■ **WHAT IS REQUIRED**: Keep the pictures out of the copy and print all the entries below exactly.

----

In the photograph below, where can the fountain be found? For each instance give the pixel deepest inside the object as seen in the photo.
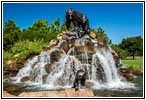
(57, 64)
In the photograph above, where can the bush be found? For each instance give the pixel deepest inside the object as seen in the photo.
(26, 48)
(6, 55)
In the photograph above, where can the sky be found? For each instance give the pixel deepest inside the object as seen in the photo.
(118, 20)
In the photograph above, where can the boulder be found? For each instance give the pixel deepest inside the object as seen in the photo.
(89, 84)
(6, 94)
(23, 79)
(70, 92)
(93, 35)
(127, 76)
(55, 55)
(136, 72)
(125, 70)
(48, 68)
(65, 46)
(43, 94)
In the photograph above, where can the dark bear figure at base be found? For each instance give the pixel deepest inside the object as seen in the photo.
(80, 21)
(80, 79)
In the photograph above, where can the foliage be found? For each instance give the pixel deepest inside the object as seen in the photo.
(132, 45)
(6, 55)
(101, 36)
(10, 34)
(26, 48)
(122, 53)
(133, 64)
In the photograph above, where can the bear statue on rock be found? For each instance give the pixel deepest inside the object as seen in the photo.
(80, 21)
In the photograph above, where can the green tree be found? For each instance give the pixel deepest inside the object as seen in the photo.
(118, 50)
(63, 26)
(11, 34)
(132, 45)
(101, 35)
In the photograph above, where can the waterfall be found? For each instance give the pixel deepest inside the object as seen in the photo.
(45, 72)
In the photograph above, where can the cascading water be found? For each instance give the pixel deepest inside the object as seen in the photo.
(99, 65)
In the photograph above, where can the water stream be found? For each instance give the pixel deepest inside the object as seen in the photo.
(101, 69)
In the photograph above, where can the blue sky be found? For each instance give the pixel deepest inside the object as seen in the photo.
(119, 20)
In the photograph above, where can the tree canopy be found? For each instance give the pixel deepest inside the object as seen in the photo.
(132, 46)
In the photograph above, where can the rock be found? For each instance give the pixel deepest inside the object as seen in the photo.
(59, 37)
(55, 94)
(125, 70)
(23, 79)
(70, 92)
(65, 37)
(44, 78)
(55, 56)
(127, 76)
(89, 84)
(136, 72)
(64, 32)
(6, 94)
(65, 46)
(53, 42)
(10, 62)
(16, 56)
(93, 35)
(43, 94)
(48, 68)
(13, 88)
(16, 66)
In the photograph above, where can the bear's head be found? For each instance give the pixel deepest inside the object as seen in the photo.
(69, 12)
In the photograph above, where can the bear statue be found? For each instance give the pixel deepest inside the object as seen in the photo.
(80, 21)
(80, 79)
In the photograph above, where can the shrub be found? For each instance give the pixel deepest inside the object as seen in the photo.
(27, 48)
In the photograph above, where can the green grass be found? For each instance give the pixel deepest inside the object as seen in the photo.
(137, 63)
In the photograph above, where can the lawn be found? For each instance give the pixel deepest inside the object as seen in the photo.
(137, 63)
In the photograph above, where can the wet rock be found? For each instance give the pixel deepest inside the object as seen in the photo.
(136, 72)
(65, 37)
(46, 48)
(59, 37)
(70, 92)
(23, 79)
(55, 56)
(89, 84)
(65, 46)
(6, 94)
(125, 70)
(44, 78)
(9, 62)
(43, 94)
(127, 76)
(16, 56)
(93, 35)
(35, 63)
(12, 88)
(16, 66)
(48, 68)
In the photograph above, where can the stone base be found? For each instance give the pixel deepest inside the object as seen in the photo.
(69, 92)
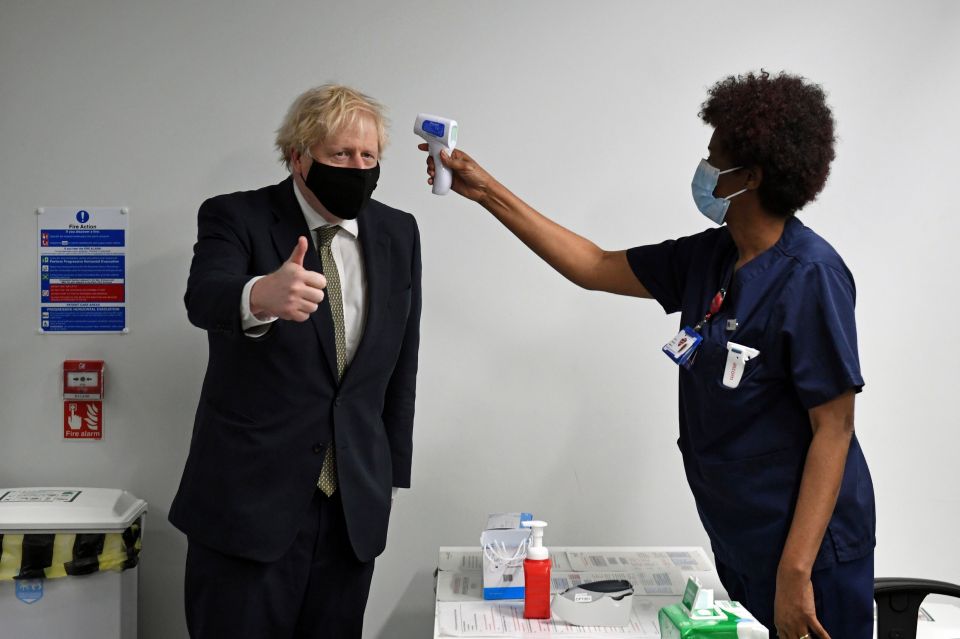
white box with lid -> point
(98, 605)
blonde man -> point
(309, 291)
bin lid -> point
(52, 510)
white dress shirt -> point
(348, 258)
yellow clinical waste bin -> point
(69, 562)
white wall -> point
(588, 110)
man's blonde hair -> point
(323, 111)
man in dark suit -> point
(310, 295)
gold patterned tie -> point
(325, 235)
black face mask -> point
(343, 191)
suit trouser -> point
(842, 594)
(317, 590)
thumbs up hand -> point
(291, 292)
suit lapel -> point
(376, 263)
(290, 225)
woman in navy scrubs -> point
(767, 387)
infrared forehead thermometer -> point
(440, 133)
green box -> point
(725, 620)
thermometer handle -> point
(443, 177)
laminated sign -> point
(83, 419)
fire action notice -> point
(83, 270)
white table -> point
(459, 577)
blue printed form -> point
(82, 259)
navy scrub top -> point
(744, 448)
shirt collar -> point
(315, 220)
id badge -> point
(682, 348)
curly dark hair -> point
(781, 123)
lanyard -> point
(717, 302)
(715, 305)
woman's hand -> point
(469, 178)
(794, 612)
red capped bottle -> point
(536, 574)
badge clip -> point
(737, 357)
(682, 347)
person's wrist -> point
(492, 194)
(793, 569)
(257, 308)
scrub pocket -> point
(712, 362)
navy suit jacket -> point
(270, 405)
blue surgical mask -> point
(703, 185)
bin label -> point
(41, 495)
(29, 590)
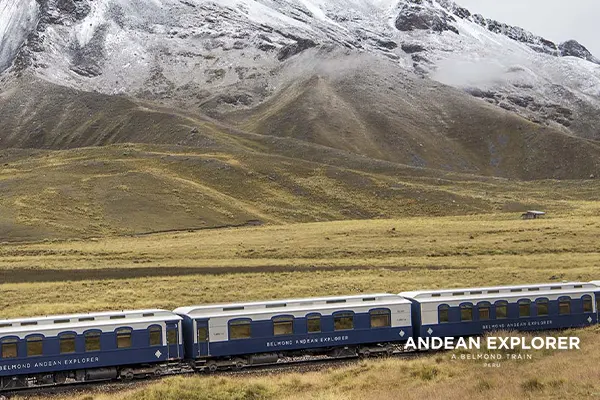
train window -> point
(155, 333)
(588, 306)
(501, 310)
(313, 323)
(524, 308)
(35, 346)
(202, 334)
(240, 330)
(67, 343)
(484, 311)
(343, 321)
(542, 307)
(123, 338)
(564, 306)
(92, 341)
(172, 336)
(466, 312)
(381, 318)
(283, 326)
(234, 308)
(444, 314)
(276, 305)
(9, 348)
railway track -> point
(296, 366)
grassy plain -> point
(326, 258)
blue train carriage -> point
(61, 349)
(238, 335)
(474, 311)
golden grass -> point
(276, 261)
(127, 189)
(550, 374)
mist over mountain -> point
(422, 83)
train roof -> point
(495, 292)
(314, 304)
(90, 320)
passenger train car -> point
(259, 333)
(123, 345)
(464, 312)
(87, 347)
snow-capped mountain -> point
(189, 51)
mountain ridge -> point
(426, 68)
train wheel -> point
(239, 364)
(212, 367)
(127, 374)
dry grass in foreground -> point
(296, 260)
(548, 375)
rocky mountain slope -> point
(419, 82)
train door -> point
(173, 340)
(202, 336)
(597, 307)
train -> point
(123, 345)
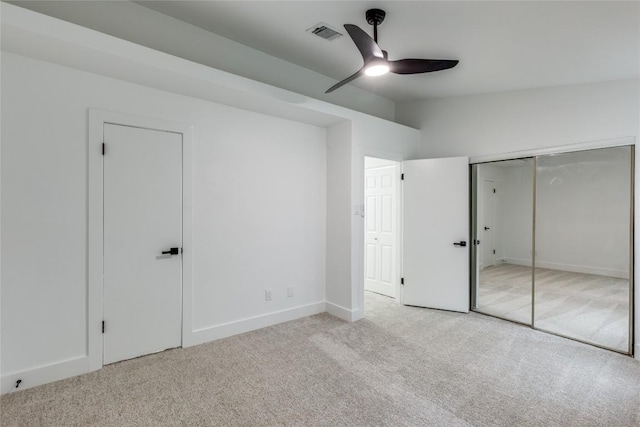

----

■ **SOLVED PROBLEM**:
In the photograph below, where can the fountain be found? For each instance give the pixel deepest inside the object as seen in the photo.
(57, 64)
In the photograph above, where can the bush be found? For each instance give the pixel deepest inside the object as seen in the photo.
(26, 48)
(6, 55)
In the photograph above, where can the sky be found? For each instance give the pixel deepest inside the object as seen in the photo.
(118, 20)
In the photograph above, where can the boulder be found? For each instance give the pixel deepest inside the object as seen in the photo.
(89, 84)
(6, 94)
(23, 79)
(70, 92)
(93, 35)
(127, 76)
(55, 55)
(136, 72)
(125, 70)
(48, 68)
(65, 46)
(43, 94)
In the photograph above, where can the dark bear figure at base be found? For each instance give the pixel deepest inside the object as seen in the photo.
(80, 21)
(80, 79)
In the photograph above, where can the foliage be found? For each instance give the pixel deepest inside the object as seen in the photo.
(132, 45)
(6, 55)
(101, 36)
(10, 34)
(26, 48)
(122, 53)
(133, 64)
In the photograph above, where can the bear statue on rock be found? For each instance give the pixel deepest inside the object as seen in the photo.
(80, 21)
In the photograph above, where can the green tree be found? For each instance give the pixel deepest inside the object as seen in the photo.
(118, 50)
(63, 26)
(11, 34)
(132, 45)
(101, 35)
In the photograph above, where can the waterfall be found? For each instance give the pixel deepest inside the object as seen in the photo.
(45, 72)
In the photograph above, where can the cascading water be found? For each instance give the pixel deepest inside the object as seen in the photo.
(99, 65)
In the photograph above, where can the water stream be found? For each instance give the pixel deepest inside the object as seen in the photo.
(101, 69)
In the photograph above, where can the blue sky be found? For each instance give the pixel deepest inside the object as seen in the photo.
(119, 20)
In the photograph above, where can the tree canopy be found? For each instance give the pixel deepest inside the object as seen in the photo.
(132, 46)
In the photograph above, where can the rock be found? For each instance give the pixel deepest inside the object as seen in the photo.
(59, 37)
(55, 94)
(125, 70)
(23, 79)
(70, 92)
(65, 37)
(44, 78)
(55, 56)
(127, 76)
(89, 84)
(136, 72)
(64, 32)
(6, 94)
(65, 46)
(53, 42)
(10, 62)
(16, 56)
(93, 35)
(43, 94)
(48, 68)
(13, 88)
(16, 66)
In the photograph above, where can the bear's head be found? For each instance give the pixel deepest inside the object as seen in the photo.
(69, 12)
In the photograph above, where can the bear statue be found? For each instance give the pixel deepest inside the object as seen in the photo.
(80, 21)
(80, 79)
In the photograph above, where can the shrub be found? For each instance give the pixel deepest inside the object as seen in the photo.
(27, 48)
In the photograph above, where can the green grass be found? For each instance give the pixel deepest inside the object as seen in the photo.
(137, 63)
In the photograph above, where can the lawn be found? For each instance give the pixel deepest inside the object as seen in the photo.
(137, 63)
In the photograph above, where can the wet rock be found? For each instance give the pixel deepest inside the object as seen in the photo.
(136, 72)
(65, 37)
(46, 48)
(59, 37)
(70, 92)
(23, 79)
(55, 56)
(89, 84)
(65, 46)
(6, 94)
(125, 70)
(44, 78)
(9, 62)
(43, 94)
(127, 76)
(16, 56)
(93, 35)
(35, 63)
(12, 88)
(16, 66)
(48, 68)
In the photograph above, where can the stone base be found? For each instance give the pixel deepest inside the object as seen in the photo.
(69, 92)
white box with lid -> point
(98, 605)
blonde man -> point
(309, 291)
bin lid -> point
(52, 510)
white dress shirt -> point
(348, 258)
yellow clinical waste bin -> point
(69, 562)
white wall -> point
(588, 110)
man's blonde hair -> point
(323, 111)
man in dark suit -> point
(310, 295)
gold patterned tie -> point
(325, 235)
black face mask -> point
(343, 191)
suit trouser -> point
(842, 594)
(317, 590)
thumbs up hand -> point
(291, 292)
suit lapel -> point
(376, 263)
(290, 225)
woman in navy scrubs -> point
(767, 387)
infrared forehead thermometer -> point
(440, 133)
green box -> point
(725, 620)
thermometer handle -> point
(443, 177)
laminated sign -> point
(83, 419)
fire action notice -> point
(83, 270)
white table -> point
(459, 577)
blue printed form -> point
(82, 259)
navy scrub top -> point
(744, 448)
shirt collar -> point
(315, 220)
id badge -> point
(682, 348)
curly dark hair -> point
(781, 123)
lanyard -> point
(717, 302)
(715, 305)
woman's hand -> point
(469, 178)
(794, 612)
red capped bottle -> point
(536, 574)
badge clip -> point
(737, 357)
(682, 347)
person's wrist -> point
(492, 194)
(793, 569)
(257, 308)
scrub pocket -> point
(712, 362)
navy suit jacket -> point
(270, 405)
blue surgical mask -> point
(703, 185)
bin label -> point
(41, 495)
(29, 590)
train window -> point
(155, 333)
(588, 306)
(501, 310)
(313, 323)
(524, 308)
(35, 346)
(202, 334)
(240, 330)
(67, 343)
(484, 311)
(343, 321)
(542, 307)
(123, 338)
(564, 306)
(92, 341)
(172, 336)
(466, 312)
(381, 318)
(283, 326)
(234, 308)
(444, 314)
(276, 305)
(9, 348)
railway track -> point
(296, 366)
grassy plain -> point
(326, 258)
blue train carriage -> point
(61, 349)
(238, 335)
(474, 311)
golden grass -> point
(276, 261)
(127, 189)
(550, 374)
mist over mountain -> point
(422, 83)
train roof -> point
(495, 292)
(314, 304)
(90, 320)
passenger train car -> point
(259, 333)
(123, 345)
(464, 312)
(87, 347)
snow-capped mountain -> point
(189, 51)
mountain ridge -> point
(426, 68)
train wheel -> point
(239, 364)
(212, 367)
(127, 374)
dry grass in foreground -> point
(296, 260)
(548, 375)
rocky mountain slope -> point
(419, 82)
train door -> point
(173, 340)
(202, 336)
(597, 307)
train -> point
(123, 345)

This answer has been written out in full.